Job: Please print the rows below verbatim, starting at the line that contains "targets the rippled" and stopping after the line that contains "[58, 36, 438, 289]".

Working data:
-- start --
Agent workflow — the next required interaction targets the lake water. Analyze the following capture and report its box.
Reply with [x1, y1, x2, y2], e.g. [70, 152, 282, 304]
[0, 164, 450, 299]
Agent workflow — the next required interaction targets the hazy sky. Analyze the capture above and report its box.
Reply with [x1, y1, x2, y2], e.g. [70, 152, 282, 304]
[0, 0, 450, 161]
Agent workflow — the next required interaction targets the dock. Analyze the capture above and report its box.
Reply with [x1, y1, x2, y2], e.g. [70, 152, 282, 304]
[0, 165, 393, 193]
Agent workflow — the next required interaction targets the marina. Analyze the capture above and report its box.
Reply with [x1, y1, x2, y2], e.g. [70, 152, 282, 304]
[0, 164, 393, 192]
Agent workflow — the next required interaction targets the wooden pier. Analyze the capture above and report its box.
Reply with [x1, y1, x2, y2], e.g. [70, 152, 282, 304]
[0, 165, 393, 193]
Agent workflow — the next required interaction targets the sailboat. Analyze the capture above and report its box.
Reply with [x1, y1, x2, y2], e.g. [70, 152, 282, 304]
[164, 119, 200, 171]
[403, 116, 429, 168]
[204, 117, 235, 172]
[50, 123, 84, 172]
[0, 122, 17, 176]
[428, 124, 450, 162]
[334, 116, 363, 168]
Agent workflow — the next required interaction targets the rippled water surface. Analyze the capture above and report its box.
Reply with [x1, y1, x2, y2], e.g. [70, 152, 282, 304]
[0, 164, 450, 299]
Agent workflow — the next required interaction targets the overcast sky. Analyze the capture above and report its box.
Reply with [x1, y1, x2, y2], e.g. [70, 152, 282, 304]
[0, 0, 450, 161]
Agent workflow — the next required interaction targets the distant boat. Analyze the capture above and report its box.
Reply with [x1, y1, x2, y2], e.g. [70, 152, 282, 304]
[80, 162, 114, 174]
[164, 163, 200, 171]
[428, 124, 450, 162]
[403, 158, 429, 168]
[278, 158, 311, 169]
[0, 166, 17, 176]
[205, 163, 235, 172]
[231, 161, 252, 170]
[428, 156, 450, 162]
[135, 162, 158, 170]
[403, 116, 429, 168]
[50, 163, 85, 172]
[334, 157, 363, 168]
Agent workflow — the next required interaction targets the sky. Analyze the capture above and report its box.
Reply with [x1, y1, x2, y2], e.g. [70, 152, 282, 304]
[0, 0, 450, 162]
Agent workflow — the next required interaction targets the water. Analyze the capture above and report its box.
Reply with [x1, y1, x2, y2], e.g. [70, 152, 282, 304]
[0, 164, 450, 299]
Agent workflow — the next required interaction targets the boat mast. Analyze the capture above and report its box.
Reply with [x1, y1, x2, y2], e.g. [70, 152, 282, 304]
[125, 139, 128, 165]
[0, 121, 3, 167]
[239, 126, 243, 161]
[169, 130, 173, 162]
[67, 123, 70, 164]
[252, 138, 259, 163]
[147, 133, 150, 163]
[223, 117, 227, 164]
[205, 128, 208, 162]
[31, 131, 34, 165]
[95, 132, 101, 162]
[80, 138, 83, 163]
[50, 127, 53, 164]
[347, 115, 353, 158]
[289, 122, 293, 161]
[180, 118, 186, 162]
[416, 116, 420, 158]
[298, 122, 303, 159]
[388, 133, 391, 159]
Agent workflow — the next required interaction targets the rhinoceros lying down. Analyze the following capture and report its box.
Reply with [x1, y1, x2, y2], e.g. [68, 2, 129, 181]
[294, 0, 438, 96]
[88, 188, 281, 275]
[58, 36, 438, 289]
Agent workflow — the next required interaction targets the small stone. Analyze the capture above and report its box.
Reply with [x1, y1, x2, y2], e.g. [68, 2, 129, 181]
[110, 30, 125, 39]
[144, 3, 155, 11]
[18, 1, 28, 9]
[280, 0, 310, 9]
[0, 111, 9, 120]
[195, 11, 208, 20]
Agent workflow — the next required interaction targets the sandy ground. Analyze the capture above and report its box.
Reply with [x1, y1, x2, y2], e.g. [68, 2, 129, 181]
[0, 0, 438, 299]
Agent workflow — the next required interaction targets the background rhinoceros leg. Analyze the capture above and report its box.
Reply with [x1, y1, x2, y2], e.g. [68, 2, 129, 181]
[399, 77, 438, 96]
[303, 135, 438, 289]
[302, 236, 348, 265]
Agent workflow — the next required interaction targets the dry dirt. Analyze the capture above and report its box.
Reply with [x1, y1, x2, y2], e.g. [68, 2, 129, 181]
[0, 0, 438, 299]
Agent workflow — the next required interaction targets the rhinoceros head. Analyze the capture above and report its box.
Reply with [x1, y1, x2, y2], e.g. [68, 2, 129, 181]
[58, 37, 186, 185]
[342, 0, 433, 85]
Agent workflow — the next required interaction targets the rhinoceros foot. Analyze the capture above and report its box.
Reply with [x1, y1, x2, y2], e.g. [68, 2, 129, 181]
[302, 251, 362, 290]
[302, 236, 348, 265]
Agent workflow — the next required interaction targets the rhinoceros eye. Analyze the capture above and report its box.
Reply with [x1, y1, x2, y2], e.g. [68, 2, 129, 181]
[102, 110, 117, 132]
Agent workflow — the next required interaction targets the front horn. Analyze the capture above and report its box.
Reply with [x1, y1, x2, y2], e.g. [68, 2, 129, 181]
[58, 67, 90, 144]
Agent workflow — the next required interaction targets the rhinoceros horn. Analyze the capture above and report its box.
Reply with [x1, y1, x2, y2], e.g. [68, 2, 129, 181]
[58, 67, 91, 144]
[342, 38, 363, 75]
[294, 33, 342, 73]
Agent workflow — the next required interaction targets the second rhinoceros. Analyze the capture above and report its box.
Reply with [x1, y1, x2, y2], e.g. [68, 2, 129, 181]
-- end --
Exercise answer:
Agent workflow — the next required interaction targets the rippled water surface. Analyze the capture above and report its box.
Reply with [x1, y1, x2, y2], e.g. [70, 152, 282, 304]
[0, 164, 450, 299]
Agent workflow — the next required interaction targets the overcast sky. Analyze the capture above and report its box.
Reply with [x1, y1, x2, y2], e.g. [70, 152, 282, 304]
[0, 0, 450, 161]
Agent workflow — the next required interaction targets the distant boat. Analyze the capture above and report its box.
Reply with [x1, y1, x2, y2], e.g. [70, 152, 282, 304]
[80, 162, 114, 174]
[164, 163, 200, 171]
[428, 124, 450, 162]
[403, 158, 429, 168]
[278, 158, 311, 169]
[0, 166, 17, 176]
[205, 163, 235, 172]
[231, 161, 252, 170]
[428, 156, 450, 162]
[135, 162, 158, 170]
[403, 116, 429, 168]
[50, 163, 85, 172]
[334, 157, 363, 168]
Agent workflow — the next required interaction targets the sky. Analyze the capture above and report its box.
Reply with [x1, y1, x2, y2], e.g. [70, 152, 282, 304]
[0, 0, 450, 162]
Agent workflow — the next required interaction targets the water. Analyze the capture above and report its box.
Reply with [x1, y1, x2, y2], e.g. [70, 152, 282, 304]
[0, 164, 450, 299]
Agent workflow — the next required interaction targets the boat mast. Analyze the capture above and report its box.
Reply with [x1, y1, x2, y2], e.g. [70, 152, 282, 304]
[125, 139, 128, 165]
[0, 121, 3, 167]
[239, 126, 243, 161]
[169, 130, 173, 162]
[67, 123, 70, 164]
[252, 138, 259, 163]
[147, 133, 150, 163]
[223, 117, 227, 164]
[205, 128, 208, 162]
[31, 131, 34, 165]
[95, 132, 101, 162]
[80, 138, 83, 163]
[50, 127, 53, 164]
[347, 115, 353, 158]
[289, 122, 293, 161]
[180, 118, 186, 162]
[416, 116, 420, 158]
[298, 122, 303, 159]
[388, 133, 391, 159]
Agent workflow — the next required interaction targets the rhinoceros lying down. Analyze the following capture and report its box.
Reply with [x1, y1, x2, y2], e.g. [68, 2, 129, 181]
[294, 0, 438, 96]
[88, 188, 281, 275]
[58, 36, 438, 289]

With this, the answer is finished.